| What is needed |
Scale the entries starting with the line that contains "Mark the catcher's helmet, one" and going on through the end of the entries, and write each of those lines again with the requests kept unchanged. Multiply every point coordinate in the answers by 0.65 and round it to a whole number, with halves rounded up.

-------- Extracted material

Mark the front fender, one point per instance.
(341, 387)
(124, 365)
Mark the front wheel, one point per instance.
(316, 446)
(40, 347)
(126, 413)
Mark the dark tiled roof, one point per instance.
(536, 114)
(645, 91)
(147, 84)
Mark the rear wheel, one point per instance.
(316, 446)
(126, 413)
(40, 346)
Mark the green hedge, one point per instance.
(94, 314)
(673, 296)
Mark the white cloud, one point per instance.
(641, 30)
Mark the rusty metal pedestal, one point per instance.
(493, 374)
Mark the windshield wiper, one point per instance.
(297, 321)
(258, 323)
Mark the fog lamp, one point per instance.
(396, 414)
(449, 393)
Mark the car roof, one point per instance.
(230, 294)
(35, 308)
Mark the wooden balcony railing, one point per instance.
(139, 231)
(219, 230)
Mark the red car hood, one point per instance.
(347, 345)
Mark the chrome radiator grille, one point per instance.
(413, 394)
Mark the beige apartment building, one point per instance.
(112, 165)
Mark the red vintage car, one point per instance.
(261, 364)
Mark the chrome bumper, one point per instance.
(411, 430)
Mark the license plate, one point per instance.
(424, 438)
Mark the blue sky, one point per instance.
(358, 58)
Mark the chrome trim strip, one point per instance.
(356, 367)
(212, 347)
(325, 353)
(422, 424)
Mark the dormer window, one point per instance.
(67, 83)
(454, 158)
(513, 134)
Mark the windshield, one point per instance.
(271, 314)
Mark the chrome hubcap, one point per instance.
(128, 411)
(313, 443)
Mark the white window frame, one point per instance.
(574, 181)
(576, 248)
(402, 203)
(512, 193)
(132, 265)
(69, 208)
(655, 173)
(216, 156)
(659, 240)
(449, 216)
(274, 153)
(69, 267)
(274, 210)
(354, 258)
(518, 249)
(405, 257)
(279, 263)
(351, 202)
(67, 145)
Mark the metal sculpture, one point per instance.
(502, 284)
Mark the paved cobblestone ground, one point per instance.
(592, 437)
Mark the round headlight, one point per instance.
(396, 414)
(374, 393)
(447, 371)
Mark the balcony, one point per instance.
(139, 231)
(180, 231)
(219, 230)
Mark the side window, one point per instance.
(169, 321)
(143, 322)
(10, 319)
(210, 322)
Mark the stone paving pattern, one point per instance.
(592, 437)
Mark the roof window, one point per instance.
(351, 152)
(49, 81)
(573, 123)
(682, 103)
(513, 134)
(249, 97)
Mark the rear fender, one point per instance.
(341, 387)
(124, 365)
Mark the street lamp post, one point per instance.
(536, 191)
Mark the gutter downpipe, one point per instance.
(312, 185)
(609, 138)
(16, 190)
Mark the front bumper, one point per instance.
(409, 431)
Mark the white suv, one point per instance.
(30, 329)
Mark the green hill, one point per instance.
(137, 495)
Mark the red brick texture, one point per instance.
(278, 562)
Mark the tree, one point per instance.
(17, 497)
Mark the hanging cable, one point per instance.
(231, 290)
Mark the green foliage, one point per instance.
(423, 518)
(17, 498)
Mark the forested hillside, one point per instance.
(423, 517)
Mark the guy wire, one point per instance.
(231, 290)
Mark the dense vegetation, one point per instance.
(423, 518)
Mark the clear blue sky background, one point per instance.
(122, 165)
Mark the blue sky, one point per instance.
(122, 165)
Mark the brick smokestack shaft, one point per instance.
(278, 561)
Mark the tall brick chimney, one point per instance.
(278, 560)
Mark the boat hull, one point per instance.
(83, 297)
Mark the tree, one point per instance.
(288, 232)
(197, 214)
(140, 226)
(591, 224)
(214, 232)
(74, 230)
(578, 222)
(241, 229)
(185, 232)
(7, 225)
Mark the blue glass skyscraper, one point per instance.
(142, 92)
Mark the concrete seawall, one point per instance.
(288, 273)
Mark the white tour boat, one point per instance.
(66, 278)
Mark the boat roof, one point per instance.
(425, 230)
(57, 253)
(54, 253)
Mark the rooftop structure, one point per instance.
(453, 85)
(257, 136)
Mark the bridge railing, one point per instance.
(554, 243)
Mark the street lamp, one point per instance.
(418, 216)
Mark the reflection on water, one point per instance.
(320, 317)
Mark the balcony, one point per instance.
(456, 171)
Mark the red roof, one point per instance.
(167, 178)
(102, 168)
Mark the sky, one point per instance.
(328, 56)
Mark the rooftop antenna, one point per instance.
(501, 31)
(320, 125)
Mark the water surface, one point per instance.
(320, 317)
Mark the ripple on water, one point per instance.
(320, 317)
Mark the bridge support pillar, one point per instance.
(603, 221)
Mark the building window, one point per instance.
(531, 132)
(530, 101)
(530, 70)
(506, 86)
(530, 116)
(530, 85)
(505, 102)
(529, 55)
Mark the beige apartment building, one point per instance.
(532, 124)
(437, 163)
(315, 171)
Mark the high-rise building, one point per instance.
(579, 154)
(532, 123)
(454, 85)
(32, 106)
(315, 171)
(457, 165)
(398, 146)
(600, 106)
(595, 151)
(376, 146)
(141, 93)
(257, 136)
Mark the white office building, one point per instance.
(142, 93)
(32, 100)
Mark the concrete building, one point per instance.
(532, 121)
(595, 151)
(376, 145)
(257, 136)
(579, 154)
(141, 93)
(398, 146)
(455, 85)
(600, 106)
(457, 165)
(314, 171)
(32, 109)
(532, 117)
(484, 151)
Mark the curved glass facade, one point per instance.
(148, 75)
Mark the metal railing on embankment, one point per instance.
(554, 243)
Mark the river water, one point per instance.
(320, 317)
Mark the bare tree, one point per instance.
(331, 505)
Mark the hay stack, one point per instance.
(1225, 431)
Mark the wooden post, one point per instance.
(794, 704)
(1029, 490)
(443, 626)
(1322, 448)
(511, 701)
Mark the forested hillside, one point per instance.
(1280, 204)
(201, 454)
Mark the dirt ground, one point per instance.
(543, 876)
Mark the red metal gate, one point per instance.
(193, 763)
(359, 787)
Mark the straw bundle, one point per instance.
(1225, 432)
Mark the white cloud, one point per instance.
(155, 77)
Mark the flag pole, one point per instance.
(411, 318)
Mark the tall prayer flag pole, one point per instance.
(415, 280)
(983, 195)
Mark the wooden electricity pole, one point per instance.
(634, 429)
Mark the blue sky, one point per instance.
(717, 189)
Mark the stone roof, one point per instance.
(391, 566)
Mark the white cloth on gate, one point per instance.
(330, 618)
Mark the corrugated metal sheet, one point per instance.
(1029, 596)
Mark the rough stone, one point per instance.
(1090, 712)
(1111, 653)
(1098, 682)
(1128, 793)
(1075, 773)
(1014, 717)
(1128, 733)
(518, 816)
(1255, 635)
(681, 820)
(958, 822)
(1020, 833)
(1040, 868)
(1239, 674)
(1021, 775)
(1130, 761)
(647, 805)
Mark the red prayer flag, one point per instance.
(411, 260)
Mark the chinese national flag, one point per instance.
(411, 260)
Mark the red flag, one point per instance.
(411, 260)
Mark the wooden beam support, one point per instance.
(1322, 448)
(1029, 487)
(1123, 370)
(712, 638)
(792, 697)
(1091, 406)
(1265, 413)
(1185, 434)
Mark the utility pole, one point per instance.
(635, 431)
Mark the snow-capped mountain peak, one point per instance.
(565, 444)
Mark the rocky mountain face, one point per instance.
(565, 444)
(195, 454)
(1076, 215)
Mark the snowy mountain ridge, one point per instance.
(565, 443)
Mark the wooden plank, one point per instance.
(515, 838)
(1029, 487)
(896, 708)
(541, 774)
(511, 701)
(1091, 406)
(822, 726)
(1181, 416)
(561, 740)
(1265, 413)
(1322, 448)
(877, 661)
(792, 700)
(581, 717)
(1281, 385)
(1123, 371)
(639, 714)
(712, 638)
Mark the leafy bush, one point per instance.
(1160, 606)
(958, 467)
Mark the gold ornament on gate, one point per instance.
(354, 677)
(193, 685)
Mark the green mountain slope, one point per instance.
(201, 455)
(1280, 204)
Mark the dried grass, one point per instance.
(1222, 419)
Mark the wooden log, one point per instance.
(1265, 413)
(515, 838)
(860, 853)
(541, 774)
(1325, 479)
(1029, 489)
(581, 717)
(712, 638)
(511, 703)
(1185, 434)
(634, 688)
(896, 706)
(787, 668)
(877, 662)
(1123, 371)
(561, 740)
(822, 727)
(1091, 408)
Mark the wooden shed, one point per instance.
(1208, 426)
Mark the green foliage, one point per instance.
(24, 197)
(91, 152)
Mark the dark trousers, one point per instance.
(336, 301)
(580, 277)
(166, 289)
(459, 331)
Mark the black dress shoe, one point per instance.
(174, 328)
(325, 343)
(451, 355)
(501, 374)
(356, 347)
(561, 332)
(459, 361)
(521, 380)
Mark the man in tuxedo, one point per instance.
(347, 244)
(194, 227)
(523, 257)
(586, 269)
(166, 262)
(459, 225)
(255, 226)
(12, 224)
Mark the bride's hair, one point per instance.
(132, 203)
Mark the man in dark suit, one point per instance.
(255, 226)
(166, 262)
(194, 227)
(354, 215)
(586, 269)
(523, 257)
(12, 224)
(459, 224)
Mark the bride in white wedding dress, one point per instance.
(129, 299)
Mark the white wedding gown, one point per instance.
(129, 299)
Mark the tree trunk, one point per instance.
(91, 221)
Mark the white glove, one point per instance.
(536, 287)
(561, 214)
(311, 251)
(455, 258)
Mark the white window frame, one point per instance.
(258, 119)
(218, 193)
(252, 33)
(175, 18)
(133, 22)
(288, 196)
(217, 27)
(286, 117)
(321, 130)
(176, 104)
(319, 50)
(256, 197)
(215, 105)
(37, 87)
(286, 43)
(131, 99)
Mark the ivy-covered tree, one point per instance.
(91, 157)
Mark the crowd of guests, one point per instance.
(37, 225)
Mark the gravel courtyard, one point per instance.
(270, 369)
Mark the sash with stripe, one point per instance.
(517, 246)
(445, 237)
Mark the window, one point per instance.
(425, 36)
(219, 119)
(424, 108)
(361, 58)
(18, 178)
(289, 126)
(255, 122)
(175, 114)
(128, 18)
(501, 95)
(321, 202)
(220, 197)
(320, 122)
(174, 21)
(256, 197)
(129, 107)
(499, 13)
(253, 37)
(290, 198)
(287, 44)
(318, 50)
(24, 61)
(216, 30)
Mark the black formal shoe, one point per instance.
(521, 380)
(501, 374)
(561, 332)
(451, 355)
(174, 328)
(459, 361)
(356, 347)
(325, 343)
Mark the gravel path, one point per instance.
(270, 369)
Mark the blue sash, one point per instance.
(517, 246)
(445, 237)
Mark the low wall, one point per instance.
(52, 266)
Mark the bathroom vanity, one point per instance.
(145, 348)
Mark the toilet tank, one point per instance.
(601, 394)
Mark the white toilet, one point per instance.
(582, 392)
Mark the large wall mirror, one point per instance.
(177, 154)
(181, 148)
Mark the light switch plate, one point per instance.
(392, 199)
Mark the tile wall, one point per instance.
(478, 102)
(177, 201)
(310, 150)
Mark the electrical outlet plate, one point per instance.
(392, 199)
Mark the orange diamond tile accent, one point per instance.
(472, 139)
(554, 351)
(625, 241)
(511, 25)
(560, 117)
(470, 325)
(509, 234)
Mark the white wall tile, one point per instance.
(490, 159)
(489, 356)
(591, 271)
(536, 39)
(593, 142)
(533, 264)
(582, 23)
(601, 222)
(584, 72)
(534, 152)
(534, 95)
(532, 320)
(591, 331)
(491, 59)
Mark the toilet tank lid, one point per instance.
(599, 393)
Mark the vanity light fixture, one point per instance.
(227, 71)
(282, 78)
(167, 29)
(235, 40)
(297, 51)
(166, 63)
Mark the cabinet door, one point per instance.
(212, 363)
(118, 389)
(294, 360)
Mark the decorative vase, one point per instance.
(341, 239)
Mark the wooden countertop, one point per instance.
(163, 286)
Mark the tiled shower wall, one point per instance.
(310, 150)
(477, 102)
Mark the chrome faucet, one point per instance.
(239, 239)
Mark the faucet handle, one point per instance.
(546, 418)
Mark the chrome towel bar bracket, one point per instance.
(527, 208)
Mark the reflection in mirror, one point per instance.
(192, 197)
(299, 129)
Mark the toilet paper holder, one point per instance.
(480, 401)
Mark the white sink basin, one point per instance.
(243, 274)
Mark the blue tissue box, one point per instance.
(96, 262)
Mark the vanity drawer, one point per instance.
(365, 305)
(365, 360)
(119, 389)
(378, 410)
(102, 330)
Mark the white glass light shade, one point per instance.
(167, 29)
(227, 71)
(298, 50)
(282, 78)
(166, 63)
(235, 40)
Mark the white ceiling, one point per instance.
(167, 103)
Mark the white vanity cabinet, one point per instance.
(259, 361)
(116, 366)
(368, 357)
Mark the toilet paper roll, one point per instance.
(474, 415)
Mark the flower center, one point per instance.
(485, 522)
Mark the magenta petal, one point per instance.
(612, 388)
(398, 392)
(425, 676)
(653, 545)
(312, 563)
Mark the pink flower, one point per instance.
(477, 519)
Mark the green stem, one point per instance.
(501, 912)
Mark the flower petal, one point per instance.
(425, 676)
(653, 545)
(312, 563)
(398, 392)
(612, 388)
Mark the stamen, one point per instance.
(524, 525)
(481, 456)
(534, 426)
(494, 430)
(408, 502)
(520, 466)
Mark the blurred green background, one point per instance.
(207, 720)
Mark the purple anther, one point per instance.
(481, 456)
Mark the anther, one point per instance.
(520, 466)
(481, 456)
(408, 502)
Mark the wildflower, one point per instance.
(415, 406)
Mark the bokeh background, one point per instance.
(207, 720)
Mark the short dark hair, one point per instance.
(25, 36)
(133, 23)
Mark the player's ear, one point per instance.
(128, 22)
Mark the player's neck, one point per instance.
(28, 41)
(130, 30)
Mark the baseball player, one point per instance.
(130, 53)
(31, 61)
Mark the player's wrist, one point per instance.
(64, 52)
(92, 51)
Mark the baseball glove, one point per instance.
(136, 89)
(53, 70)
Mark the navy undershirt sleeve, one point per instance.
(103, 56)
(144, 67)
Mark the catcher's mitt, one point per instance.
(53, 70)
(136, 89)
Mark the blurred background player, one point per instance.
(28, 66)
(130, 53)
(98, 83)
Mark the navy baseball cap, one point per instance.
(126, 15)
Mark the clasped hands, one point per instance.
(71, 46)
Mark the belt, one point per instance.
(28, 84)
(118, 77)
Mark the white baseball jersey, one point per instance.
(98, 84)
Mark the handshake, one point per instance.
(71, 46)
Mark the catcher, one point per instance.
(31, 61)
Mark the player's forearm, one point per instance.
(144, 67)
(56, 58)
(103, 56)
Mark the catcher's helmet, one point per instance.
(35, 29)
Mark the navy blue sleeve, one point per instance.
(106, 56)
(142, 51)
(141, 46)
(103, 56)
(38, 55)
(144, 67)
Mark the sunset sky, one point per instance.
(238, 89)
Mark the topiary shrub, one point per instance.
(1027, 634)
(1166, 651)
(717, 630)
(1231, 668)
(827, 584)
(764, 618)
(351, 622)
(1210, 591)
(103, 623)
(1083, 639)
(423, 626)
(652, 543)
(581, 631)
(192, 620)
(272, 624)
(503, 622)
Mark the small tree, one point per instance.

----------------

| Solution |
Mark the catcher's helmet, one point per instance.
(23, 19)
Mark the navy blue sleeve, one point per instance.
(69, 36)
(92, 33)
(92, 30)
(67, 36)
(25, 36)
(94, 44)
Mark the sunset sky, one point per instance.
(155, 58)
Mark the topiary shrub, one point per instance.
(668, 412)
(758, 423)
(466, 410)
(800, 434)
(538, 380)
(497, 402)
(228, 404)
(787, 384)
(67, 405)
(704, 415)
(275, 407)
(424, 353)
(378, 410)
(125, 403)
(177, 406)
(327, 404)
Mark the small tree, one point per instance.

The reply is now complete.